This can than probably be manipulated further more

yaron · August 13, 2023, 12:56pm

Let’s discuss the RTL work in the relevant thread unless you think we should open another one to discuss RTL in general ant not only for the Narrative Web Report.
This Maqaf handler should be an easy fix, RTL is a long term mission and requires a lot of QA from our end.

I updated about my progress in the RTL thread, it seems possible yet requires some more work.
Regarding the desktop app - we need to see how we can load the UI using GNOME Builder/Anjuta/However their calling it these days and see if forcing RTL is efficient or requires manual work and how much of it.
We’ll continue over there.

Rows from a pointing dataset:
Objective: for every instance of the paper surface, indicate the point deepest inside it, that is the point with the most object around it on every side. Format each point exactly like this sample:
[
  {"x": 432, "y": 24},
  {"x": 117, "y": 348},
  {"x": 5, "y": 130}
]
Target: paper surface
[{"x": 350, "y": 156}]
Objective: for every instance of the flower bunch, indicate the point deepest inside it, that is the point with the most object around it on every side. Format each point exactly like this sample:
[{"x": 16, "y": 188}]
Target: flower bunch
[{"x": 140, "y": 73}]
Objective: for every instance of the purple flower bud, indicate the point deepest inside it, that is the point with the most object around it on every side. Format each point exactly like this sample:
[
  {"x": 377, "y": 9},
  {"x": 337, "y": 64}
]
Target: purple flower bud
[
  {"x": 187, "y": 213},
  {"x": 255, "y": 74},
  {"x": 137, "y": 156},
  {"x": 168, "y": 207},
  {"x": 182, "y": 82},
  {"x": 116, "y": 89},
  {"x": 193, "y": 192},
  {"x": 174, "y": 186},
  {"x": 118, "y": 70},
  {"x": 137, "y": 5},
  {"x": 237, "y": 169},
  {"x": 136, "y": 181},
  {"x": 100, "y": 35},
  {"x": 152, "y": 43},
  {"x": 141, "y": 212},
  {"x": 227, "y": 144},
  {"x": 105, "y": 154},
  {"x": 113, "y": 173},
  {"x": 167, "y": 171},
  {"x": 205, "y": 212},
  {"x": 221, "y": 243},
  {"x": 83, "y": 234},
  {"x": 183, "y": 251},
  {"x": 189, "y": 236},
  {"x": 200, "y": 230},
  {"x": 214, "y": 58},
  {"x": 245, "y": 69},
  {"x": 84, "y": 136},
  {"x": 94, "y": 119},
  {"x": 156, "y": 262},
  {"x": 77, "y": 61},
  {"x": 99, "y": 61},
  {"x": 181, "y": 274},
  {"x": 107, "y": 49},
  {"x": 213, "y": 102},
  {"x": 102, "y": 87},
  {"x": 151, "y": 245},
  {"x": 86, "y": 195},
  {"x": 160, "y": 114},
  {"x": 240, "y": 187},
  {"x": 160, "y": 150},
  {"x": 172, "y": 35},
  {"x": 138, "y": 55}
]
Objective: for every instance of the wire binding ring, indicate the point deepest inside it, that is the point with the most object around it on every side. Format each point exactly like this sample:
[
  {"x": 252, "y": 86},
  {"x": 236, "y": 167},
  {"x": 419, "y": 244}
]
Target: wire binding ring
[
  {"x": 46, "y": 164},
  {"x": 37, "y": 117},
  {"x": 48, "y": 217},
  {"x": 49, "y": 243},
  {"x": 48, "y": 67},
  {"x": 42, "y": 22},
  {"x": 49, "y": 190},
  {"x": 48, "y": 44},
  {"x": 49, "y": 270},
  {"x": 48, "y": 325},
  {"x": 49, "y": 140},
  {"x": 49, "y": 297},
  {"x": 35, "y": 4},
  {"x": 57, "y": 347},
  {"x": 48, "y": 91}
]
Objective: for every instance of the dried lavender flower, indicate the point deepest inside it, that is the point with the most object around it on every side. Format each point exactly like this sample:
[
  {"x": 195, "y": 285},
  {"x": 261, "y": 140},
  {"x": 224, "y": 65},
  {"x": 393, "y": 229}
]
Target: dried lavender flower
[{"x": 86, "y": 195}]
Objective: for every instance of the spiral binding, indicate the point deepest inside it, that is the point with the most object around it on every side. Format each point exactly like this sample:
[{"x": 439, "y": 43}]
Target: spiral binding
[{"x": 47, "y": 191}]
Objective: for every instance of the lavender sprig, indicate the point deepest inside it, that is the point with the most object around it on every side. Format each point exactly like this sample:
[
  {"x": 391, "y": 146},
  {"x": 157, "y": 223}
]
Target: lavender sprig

> [INSTRUCTION 1]
Can you quote the RTL discussion from "Regarding the desktop" to "continue over there."?
> [INSTRUCTION 2]
Can you extend the RTL discussion past its final sentence?
The rows are separate material, unrelated to the RTL discussion.

> [WRITTEN ANSWER 1]
Regarding the desktop app - we need to see how we can load the UI using GNOME Builder/Anjuta/However their calling it these days and see if forcing RTL is efficient or requires manual work and how much of it.
We’ll continue over there.

> [WRITTEN ANSWER 2]
avma · August 13, 2023, 1:15pm

Yes it’s a good idea, i think we should, there are quite a lot of RTL related staff I neglected to raise requests for fix, it would be nice to see it all at the same place from now on…

yaron · August 13, 2023, 1:30pm

Regarding your fix: it’s a good one but it should be more general and cover cases for both places and dates, I thought about possibly adding a function that detects the Maqaf in the translation and removes it if unnecessary (and adding where needed) this way we can make sure that adding or omitting Maqaf in the translation is irrelevant and the text will read just fine in all cases.

Specifying the Hebrew dates in their Hebrew name is only part of the solution, BTW is there a Hebrew calendar support? Should we add that as part of the RTL thread or another thread about all the possible calendars?

Nick-Hall · August 13, 2023, 4:16pm

Let me know of any RTL issues in the GUI. I’ll try to fix them.

Nick-Hall · August 13, 2023, 4:18pm

Our dates support the Hebrew calendar. However the calendar reports and “On this day” report probably only support the Gregorian calendar at the moment.

Nick-Hall · August 13, 2023, 4:36pm

Are we ready to merge PR #1496 - Add support for Hebrew prefixes?

Will you need any help with the new translated strings? I could do a search and replace on the po file.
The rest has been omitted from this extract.